**Source extract**
******

SH’s call for an aesthetics of sustainability, based on “doing without” rather than “having it all,” is not just a statement about the organization of a scaled-back political economy but represents a claim about the process through which architectural forms can be tied to radical agendas. This mission is a legacy of the work of Peter and Alison Smithson with whose firm Louisa Hutton got her start, just after hers and Sauerbruch’s time at the Architectural Association School of Architecture in London in the early 1980s. It is a mission that has a closer connection to Marxism than Reyner Banham was willing to acknowledge either in his ground-breaking 1955 article on the New Brutalism, which took the Smithsons as a central example, or his book on the movement ten years later. Banham’s article is a primary document offering insights into the nascent “crisis of modernism” that would structure debates in architecture for the fifteen years after (Mallgrave 2009, pp. 355–69). More than this, though, Banham’s piece offers a snapshot of a moment of transition in architectural Marxism. Written shortly after Stalin’s death, Banham’s piece assumes that “communist” architects in Britain remain dogmatically oriented toward the Soviet Union and have themselves entered a moment of crisis as the Stalinist “architecture of traditions” gives way to a scientific approach more closely resembling social housing efforts in the capitalist West. He positions the Smithsons as “brutalist” provocateurs who radicalize the inheritance of Corbusier and Mies. However, Banham’s retention of a highly disciplinary focus on specifically architectural influences entirely misses the Smithsons’ affinities with the Marxist Williams and with the Western Marxist focus on the dialectical quality of privation that found expression in Team 10’s return to the essentials of bodily human existence and the everyday social practices of the working class (Stanek 2013).
While leading scholars continue to parse out the lineage of the term Brutalism, efforts have also been made to locate the Smithson’s work not so much in terms of historical labels, but in terms of their place in the intellectual ferment of the early 1950s in Britain (Vidler 2014). One line of thought follows Banham in seeing the Smithsons’ work as a revival of high modernism’s polemic verve against the staid doctrines of British Marxism (Webster 1997). However, according to Ben Highmore, in a recent close analysis of the Smithsons’ design proposals from the early 1950s, the Smithsons’ re-envisioning of the role of the architect at mid-century grew from a conviction that one of the central socio-aesthetic concerns of the time was the need “to recognize the ability of a [working-class] community to make lively living conditions out of impoverished means” a process the Smithsons saw as self-regulating and as “plac[ing] architectural practice on the back foot, suggesting that socially relevant architecture is not made on the drawing board, but actualized by the art of inhabitation” (Highmore 2010, p. 91).

******

**Entries supplied**

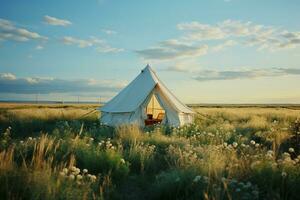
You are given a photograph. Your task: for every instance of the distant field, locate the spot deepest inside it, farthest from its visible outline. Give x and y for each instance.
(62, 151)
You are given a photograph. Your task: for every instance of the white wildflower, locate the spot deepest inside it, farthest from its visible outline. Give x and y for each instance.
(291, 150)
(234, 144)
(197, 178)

******

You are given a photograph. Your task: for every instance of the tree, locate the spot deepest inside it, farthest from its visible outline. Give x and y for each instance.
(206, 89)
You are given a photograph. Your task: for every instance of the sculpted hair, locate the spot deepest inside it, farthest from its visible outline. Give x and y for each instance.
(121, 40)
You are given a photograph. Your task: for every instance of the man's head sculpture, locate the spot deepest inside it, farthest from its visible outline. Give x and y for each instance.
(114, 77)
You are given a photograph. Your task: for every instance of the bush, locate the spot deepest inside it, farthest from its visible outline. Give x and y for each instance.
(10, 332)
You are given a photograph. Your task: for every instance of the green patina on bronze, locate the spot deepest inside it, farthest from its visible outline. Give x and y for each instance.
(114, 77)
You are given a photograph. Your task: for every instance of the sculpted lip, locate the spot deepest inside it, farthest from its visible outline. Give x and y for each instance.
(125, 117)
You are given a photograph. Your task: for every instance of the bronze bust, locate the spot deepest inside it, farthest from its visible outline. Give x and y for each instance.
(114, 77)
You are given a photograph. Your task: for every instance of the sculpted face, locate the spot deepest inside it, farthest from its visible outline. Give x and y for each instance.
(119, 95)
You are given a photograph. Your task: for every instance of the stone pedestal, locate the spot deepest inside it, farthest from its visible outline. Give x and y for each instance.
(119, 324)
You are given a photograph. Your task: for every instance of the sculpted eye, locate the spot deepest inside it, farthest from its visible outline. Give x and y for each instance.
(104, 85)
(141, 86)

******

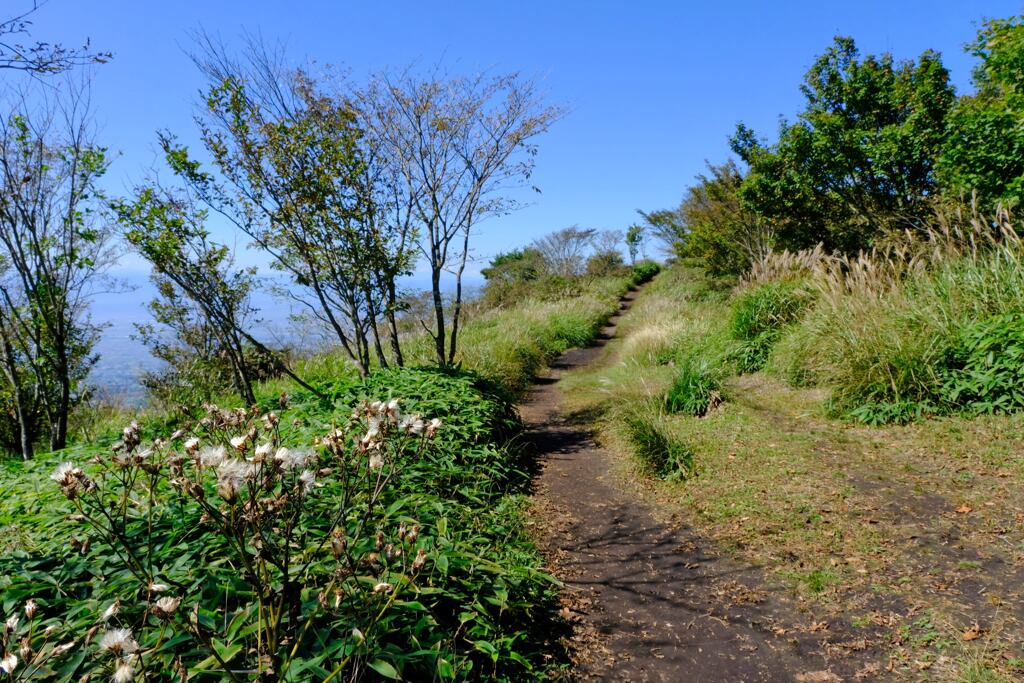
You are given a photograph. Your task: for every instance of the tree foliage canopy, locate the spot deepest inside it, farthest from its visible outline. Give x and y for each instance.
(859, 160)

******

**Instruction A**
According to the passage on the Smithsons and Brutalism, why did Banham miss the Smithsons' ties to Marxist thought? Please answer in one to three sentences.
**Instruction B**
In the passage on the Smithsons and Brutalism, in what year did Banham's article on the New Brutalism appear?
Answer using only the passage on the Smithsons and Brutalism, not the rows.

**Complete output A**
Banham kept a highly disciplinary focus on specifically architectural influences. Because of that, he entirely missed the Smithsons' affinities with the Marxist Williams and with the Western Marxist focus on the dialectical quality of privation.

**Complete output B**
1955